┏━━
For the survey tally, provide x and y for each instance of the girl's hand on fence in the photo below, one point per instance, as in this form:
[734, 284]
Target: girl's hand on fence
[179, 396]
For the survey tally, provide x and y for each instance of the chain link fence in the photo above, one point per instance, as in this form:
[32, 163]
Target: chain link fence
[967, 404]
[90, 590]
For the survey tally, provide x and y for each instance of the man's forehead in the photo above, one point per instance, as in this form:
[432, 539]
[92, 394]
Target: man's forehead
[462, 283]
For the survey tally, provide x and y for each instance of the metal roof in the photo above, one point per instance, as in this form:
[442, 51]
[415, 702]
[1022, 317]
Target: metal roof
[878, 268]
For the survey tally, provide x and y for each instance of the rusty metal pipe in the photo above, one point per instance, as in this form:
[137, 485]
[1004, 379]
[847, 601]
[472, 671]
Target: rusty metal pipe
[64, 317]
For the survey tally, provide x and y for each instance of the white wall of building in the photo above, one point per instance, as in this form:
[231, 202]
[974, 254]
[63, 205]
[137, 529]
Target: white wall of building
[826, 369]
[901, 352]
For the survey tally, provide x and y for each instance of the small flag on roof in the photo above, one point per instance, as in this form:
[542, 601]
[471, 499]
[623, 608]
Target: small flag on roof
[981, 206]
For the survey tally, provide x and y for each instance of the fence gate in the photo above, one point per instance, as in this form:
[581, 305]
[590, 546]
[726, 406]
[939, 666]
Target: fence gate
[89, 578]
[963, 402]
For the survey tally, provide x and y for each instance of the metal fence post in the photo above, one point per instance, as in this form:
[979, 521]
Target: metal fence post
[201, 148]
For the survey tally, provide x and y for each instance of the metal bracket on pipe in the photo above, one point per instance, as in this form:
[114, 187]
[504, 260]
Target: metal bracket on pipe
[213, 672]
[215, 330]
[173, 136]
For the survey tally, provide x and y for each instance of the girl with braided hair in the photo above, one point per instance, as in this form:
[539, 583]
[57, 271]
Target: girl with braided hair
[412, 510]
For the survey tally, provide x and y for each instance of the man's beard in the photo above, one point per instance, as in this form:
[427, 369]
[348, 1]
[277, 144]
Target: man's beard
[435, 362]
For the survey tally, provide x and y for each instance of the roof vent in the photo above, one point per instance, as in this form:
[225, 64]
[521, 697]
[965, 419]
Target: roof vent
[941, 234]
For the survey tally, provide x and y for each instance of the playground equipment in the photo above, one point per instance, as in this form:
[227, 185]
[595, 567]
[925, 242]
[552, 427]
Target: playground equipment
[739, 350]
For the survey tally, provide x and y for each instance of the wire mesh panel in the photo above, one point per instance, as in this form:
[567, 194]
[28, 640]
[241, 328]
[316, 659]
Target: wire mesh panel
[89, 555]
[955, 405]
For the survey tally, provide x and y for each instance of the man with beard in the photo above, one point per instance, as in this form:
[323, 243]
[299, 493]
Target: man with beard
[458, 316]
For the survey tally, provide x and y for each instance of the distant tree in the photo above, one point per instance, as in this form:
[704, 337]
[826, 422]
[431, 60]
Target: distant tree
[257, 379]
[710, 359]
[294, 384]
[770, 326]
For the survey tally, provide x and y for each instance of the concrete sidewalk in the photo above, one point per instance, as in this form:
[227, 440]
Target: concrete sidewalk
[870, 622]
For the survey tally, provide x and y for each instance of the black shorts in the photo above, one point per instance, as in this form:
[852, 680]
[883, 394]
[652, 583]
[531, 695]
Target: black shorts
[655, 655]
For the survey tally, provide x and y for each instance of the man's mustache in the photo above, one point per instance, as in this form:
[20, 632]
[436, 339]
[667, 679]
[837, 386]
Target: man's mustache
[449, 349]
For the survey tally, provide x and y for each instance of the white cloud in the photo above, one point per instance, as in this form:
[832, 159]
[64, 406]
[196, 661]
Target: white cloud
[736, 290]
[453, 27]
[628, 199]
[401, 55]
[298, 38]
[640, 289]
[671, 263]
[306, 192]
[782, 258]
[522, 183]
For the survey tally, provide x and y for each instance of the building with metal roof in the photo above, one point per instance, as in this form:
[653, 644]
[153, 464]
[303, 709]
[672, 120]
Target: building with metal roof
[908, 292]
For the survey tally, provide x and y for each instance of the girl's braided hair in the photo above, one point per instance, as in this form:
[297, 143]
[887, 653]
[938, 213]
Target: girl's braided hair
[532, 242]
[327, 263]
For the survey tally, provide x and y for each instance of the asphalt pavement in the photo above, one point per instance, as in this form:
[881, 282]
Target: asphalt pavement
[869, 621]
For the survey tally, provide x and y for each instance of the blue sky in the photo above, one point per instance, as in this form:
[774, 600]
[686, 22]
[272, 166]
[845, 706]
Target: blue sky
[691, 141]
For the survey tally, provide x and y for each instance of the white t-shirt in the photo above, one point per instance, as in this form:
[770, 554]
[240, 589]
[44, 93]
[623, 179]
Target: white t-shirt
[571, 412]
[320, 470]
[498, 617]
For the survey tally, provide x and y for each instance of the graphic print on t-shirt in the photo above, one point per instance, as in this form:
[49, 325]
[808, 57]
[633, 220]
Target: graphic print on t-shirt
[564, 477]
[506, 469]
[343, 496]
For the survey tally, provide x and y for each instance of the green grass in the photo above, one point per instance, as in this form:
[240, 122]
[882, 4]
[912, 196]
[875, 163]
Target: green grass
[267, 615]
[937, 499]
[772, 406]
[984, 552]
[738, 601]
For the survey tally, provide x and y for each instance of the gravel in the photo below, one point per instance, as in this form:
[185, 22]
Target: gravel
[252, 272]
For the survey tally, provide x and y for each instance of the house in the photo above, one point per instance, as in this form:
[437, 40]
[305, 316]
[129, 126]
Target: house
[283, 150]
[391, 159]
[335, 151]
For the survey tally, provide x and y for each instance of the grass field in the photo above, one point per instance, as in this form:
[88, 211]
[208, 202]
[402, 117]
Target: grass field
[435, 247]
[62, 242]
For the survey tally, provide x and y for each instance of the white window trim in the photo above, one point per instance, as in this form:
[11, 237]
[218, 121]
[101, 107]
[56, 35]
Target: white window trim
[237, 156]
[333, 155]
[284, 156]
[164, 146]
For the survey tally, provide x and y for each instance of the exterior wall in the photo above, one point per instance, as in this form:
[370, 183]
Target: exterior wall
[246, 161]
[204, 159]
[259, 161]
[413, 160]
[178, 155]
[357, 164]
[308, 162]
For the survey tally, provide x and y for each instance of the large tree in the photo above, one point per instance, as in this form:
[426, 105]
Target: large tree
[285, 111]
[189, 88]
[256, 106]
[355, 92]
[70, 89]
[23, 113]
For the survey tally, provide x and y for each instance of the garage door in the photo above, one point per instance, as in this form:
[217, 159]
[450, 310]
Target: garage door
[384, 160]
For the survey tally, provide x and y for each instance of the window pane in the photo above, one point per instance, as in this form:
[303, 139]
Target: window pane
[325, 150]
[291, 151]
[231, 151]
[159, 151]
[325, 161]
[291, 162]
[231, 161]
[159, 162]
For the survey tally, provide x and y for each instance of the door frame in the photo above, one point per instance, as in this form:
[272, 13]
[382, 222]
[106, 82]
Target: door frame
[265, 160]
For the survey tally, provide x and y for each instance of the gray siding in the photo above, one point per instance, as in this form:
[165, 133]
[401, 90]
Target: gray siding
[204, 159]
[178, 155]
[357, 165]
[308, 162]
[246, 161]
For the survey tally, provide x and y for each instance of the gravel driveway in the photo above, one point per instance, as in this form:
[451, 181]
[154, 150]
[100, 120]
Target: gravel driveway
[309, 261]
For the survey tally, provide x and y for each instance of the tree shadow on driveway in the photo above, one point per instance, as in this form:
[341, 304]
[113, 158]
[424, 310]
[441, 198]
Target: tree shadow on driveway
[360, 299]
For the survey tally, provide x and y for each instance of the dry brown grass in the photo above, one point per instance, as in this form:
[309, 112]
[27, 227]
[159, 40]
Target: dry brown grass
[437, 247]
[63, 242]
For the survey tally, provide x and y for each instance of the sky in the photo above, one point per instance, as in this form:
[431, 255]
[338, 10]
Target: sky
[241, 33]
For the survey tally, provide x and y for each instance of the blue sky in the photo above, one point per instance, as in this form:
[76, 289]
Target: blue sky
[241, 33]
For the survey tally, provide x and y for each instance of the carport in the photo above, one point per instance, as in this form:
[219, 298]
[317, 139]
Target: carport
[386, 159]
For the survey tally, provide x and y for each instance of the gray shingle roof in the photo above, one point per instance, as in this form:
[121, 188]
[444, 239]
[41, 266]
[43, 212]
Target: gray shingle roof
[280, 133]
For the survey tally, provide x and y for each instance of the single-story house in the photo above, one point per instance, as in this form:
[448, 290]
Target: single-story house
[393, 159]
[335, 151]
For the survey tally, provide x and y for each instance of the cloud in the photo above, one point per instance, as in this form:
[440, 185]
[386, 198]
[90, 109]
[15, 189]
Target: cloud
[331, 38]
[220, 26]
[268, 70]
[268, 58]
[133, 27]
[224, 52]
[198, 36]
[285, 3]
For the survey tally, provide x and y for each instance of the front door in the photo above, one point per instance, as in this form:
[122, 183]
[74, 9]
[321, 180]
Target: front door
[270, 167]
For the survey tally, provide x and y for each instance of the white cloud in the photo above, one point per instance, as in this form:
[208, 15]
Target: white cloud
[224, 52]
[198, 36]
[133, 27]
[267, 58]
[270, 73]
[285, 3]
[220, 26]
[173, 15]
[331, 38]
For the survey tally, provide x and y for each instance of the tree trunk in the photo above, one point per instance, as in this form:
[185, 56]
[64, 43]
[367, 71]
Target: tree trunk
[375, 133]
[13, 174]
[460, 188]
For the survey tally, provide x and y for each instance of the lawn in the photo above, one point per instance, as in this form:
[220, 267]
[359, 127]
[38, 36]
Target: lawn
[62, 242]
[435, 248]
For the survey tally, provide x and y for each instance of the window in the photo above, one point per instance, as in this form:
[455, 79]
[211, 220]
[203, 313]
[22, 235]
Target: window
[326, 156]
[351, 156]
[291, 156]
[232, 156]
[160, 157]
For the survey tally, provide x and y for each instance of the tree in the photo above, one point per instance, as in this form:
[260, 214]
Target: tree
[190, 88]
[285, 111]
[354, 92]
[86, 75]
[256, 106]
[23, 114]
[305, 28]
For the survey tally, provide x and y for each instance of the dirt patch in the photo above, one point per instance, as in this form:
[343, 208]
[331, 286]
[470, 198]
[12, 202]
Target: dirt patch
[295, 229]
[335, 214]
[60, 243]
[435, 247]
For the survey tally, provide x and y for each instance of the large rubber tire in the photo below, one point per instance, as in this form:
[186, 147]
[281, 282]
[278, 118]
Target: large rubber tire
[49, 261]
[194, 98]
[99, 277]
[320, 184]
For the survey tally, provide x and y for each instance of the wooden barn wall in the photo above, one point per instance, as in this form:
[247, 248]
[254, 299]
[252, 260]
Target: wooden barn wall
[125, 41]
┗━━
About this exercise: Count the lines of the listing above in which the word "below" appears; state only the count.

Your solution: 3